**Problem**
Copy out all the entries exactly.

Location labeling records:
——

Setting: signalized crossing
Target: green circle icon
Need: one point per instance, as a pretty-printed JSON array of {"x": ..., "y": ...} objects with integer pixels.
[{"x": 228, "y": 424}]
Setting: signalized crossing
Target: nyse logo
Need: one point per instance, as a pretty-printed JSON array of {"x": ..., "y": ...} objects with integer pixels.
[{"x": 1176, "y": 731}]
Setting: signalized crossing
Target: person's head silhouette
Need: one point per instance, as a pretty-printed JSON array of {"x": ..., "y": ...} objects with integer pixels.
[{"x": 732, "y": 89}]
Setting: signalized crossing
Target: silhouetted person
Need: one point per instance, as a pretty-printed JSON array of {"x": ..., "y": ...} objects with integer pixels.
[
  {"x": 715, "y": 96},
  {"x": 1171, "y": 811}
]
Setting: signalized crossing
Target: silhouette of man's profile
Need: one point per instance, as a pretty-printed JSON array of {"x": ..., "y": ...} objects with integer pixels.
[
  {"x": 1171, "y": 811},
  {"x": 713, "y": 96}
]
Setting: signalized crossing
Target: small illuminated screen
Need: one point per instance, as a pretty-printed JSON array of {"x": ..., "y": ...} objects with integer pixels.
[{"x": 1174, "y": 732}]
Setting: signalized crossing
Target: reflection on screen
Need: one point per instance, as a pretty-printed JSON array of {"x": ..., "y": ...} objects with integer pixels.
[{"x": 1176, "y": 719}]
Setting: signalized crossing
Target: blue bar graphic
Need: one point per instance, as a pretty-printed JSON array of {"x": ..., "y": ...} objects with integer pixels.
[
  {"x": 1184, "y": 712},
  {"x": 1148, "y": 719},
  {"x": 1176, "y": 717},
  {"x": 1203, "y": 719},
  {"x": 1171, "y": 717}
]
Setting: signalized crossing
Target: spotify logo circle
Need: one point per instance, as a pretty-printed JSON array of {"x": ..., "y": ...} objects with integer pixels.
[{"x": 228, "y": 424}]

——

**Problem solution**
Setting: signalized crossing
Target: green circle icon
Need: one point per instance, as a pretty-printed JSON array of {"x": ..., "y": ...} objects with integer pixels.
[{"x": 228, "y": 424}]
Setting: signalized crossing
Target: nyse logo
Need: one point per instance, as a pretty-printed JSON array of {"x": ..., "y": ...} objects with integer pixels.
[{"x": 1176, "y": 731}]
Setting: signalized crossing
Target: person's head silhouette
Need: one point per instance, as a pretty-printed JSON array of {"x": ..., "y": ...} objects with integer pixels.
[{"x": 732, "y": 89}]
Setting: signalized crossing
Target: silhouetted person
Need: one point per instance, as a pretty-printed JSON array of {"x": ..., "y": ...} objects with integer pixels.
[
  {"x": 715, "y": 96},
  {"x": 1171, "y": 811}
]
Setting: signalized crossing
Target: silhouette of man's profile
Need: one point per instance, as a pretty-printed JSON array of {"x": ..., "y": ...} objects with integer pixels.
[
  {"x": 1171, "y": 811},
  {"x": 713, "y": 96}
]
Setting: signalized crossing
Target: small illuminated screen
Need: one point per instance, as a pretty-printed JSON array of {"x": ..., "y": ...} objects with integer pixels.
[{"x": 1174, "y": 732}]
Setting: signalized crossing
Target: reflection on screen
Need: one point per instance, as a pretty-printed JSON array of {"x": ..., "y": ...} objects with integer pixels.
[{"x": 1176, "y": 719}]
Setting: signalized crossing
Target: blue bar graphic
Need: one point per instance, as a pretty-printed JSON array of {"x": ..., "y": ...} objects with integer pixels.
[
  {"x": 1184, "y": 712},
  {"x": 1148, "y": 719},
  {"x": 1176, "y": 717},
  {"x": 1203, "y": 719},
  {"x": 1171, "y": 717}
]
Setting: signalized crossing
Target: spotify logo circle
Need: one point per instance, as a pretty-printed JSON array of {"x": ..., "y": ...} objects with integer pixels.
[{"x": 228, "y": 424}]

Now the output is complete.